WHAT NEEDS TO BE DONE: Reproduce only the records from the line containing "Would you mind pinning the wood" through the end of the records, changing "wood plank" to "timber board" and keeping everything else the same.

SUPPLIED ENTRIES:
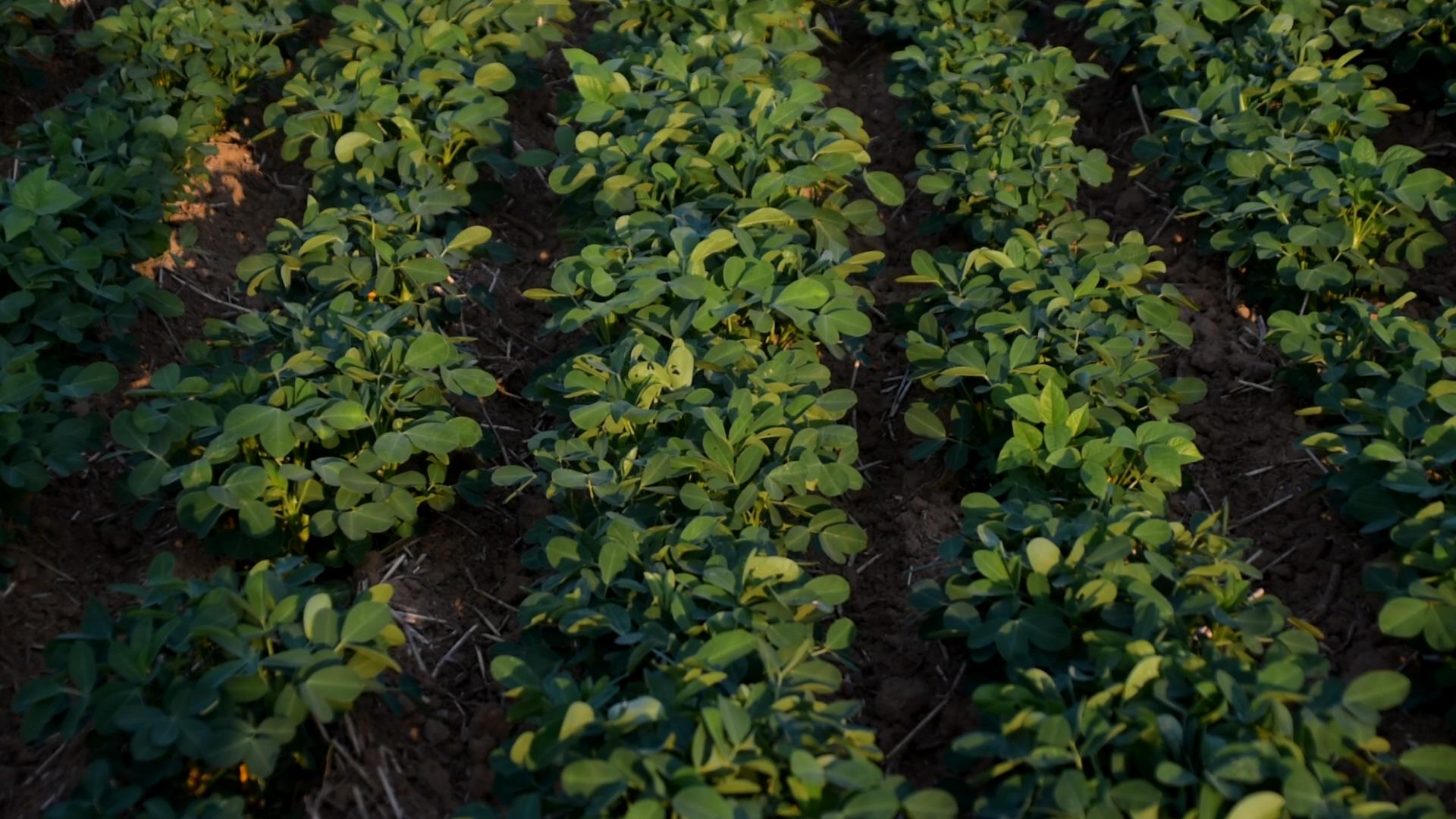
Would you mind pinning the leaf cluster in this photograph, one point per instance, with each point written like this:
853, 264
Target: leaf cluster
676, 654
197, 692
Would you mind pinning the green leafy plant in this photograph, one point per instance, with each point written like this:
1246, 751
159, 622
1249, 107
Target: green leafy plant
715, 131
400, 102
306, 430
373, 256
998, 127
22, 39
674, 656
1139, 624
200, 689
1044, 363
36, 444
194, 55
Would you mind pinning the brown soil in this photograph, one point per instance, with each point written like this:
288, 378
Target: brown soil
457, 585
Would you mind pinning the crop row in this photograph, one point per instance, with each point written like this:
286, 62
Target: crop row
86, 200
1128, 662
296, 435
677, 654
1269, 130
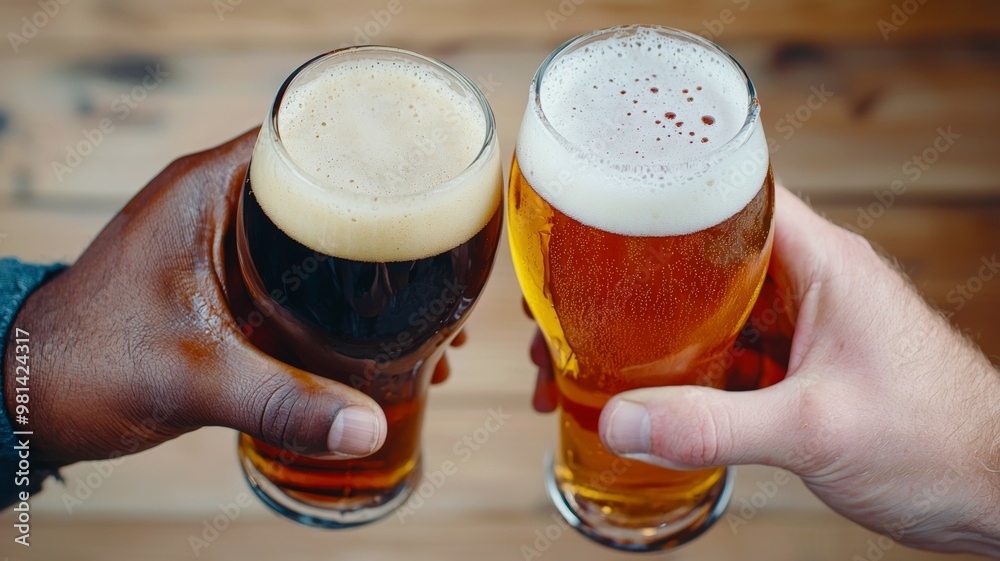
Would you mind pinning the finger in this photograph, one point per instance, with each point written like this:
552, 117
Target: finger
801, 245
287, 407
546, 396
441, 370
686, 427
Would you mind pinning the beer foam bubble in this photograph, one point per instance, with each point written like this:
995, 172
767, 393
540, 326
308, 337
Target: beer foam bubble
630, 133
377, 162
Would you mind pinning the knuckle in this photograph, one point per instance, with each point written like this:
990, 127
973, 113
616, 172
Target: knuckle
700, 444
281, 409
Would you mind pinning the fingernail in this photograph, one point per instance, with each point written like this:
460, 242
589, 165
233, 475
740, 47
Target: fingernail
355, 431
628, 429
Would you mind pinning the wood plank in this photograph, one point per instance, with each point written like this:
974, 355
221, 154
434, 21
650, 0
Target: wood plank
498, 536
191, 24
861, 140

TASK OUTPUT:
Would you mind pinning the timber board in this photograph, one point per instance, with each point written like this:
974, 355
221, 154
434, 21
650, 0
Target: timber board
498, 536
191, 24
861, 140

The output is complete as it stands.